[Reading passage]
-------
Safe Harbor Water Power Dam is one of the largest non-government hydro plants in the United States. It was built in 1931, as the third main plant on the lower Susquehanna River in Pennsylvania.

Dick Johnson is the engineering Manager at Safe Harbor. "This unit is actually operating right now, the unit is running at full speed, this is a Kaplan turbine, but this is the shaft that we are looking at, the turbine is down below, and there is a cover there to protect the water from coming up here."

Hydropower has been used for centuries, harnessing the power of water flowing downward. That has often meant building dams.

But dams carry a number of drawbacks, including their impact on the environment, high construction cost, and displacement of people when artificial lakes are created.

David Hales, a counsel for sustainability at Worldwatch Institute in Washington, also adds that dams often use the most arable land. "Usually you are going to displace people. In the past 50 years some 40 to 80 million people have been displaced by the building of high dams. Those people become environmental refugees."

Marshall Kaiser, the president and Chief Executive Officer at Safe Harbor, says dams also have a significant impact on fish populations.

"The most notable is blockage of fish passage both upstream and downstream. Here at Safe harbor we have a fish lift for moving fish upstream, primarily in the springtime and then we also have means of getting them safely downstream."

In the U.S., where hydropower represents eight percent of the electricity for the country, there are no plans to build any large new dams in the future. However, there are plans to use more of the existing dams to generate electric power.

Linda Church Ciocci is the Executive Director for the National Hydropower Association. "Hydropower is only on two percent of all the dams of the U.S. That means there is 98 percent of the dams that are currently in the U.S. that have no power generation on them whatsoever. So there is a tremendous growth opportunity there in the existing facilities."

When Safe Harbor Dam was built it was dedicated only to the generation of electricity. The other two dams nearby, like nearly 98,000 other dams in the country, were built only for irrigation, water supply and flood control.
-------
[Data lines]
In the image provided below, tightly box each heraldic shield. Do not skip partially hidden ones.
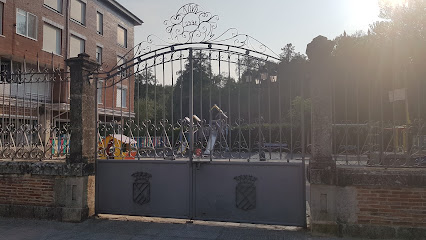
-------
[To-do list]
1. What share of U.S. electricity does the hydropower article say comes from hydropower?
2. Transcribe the hydropower article word for word, everything from "In the U.S., where" down to "and flood control.".

[Worked answers]
1. Eight percent.

2.
In the U.S., where hydropower represents eight percent of the electricity for the country, there are no plans to build any large new dams in the future. However, there are plans to use more of the existing dams to generate electric power.

Linda Church Ciocci is the Executive Director for the National Hydropower Association. "Hydropower is only on two percent of all the dams of the U.S. That means there is 98 percent of the dams that are currently in the U.S. that have no power generation on them whatsoever. So there is a tremendous growth opportunity there in the existing facilities."

When Safe Harbor Dam was built it was dedicated only to the generation of electricity. The other two dams nearby, like nearly 98,000 other dams in the country, were built only for irrigation, water supply and flood control.